### Objective:
Copy out the full math help forum thread below, character for character, including its typos. Leave out the records that follow it.

### Provided text:
* * *
# Math Help

Discussion in 'Community' started by applemacdude, Jul 15, 2003.

1. ### applemacdude macrumors 68040

Joined:
Mar 26, 2001
Location:
Over The Rainbow
#1
I need some help with a math problem. Somehow I don't remember how to do this and I can't find my notes.I'm probaly missing some thing. Please help.

Riding on a pyramid

Five Flaggs (not a typo) has designed a new rollercoaster ride; the ride is in the shape of a rentagualar pyramid. The base of the ride covers an area os 4,800 sq ft, and the length of the base is 20 feet longer than the width of the base.

The entrance to the ride is in the middle of the south side of the structure. The car travels to the east along the edge of the structure to the southwest corner. There the car turns 90 degrees and continues north to the northeast corner of the base of the pyramid. At the northeast corner the car makes a sharp turn and goes southwest directly to the center of the base of the pyramid.

When the car reaches the center it starts to rise vertically until it reaches the apex of teh pyramid, a distance of 120 ft. When the car reaches the top, it drops along the southwest edge of the pyramid until it reaches the southwest corner. This is the end of teh ride and all passengers exit the car.

What is the length of the ride?
* * *
### Dataset entries:
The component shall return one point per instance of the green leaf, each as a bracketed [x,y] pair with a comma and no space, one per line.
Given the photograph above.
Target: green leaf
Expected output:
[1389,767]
* * *
### Finished answer:
# Math Help

Discussion in 'Community' started by applemacdude, Jul 15, 2003.

1. ### applemacdude macrumors 68040

Joined:
Mar 26, 2001
Location:
Over The Rainbow
#1
I need some help with a math problem. Somehow I don't remember how to do this and I can't find my notes.I'm probaly missing some thing. Please help.

Riding on a pyramid

Five Flaggs (not a typo) has designed a new rollercoaster ride; the ride is in the shape of a rentagualar pyramid. The base of the ride covers an area os 4,800 sq ft, and the length of the base is 20 feet longer than the width of the base.

The entrance to the ride is in the middle of the south side of the structure. The car travels to the east along the edge of the structure to the southwest corner. There the car turns 90 degrees and continues north to the northeast corner of the base of the pyramid. At the northeast corner the car makes a sharp turn and goes southwest directly to the center of the base of the pyramid.

When the car reaches the center it starts to rise vertically until it reaches the apex of teh pyramid, a distance of 120 ft. When the car reaches the top, it drops along the southwest edge of the pyramid until it reaches the southwest corner. This is the end of teh ride and all passengers exit the car.

What is the length of the ride?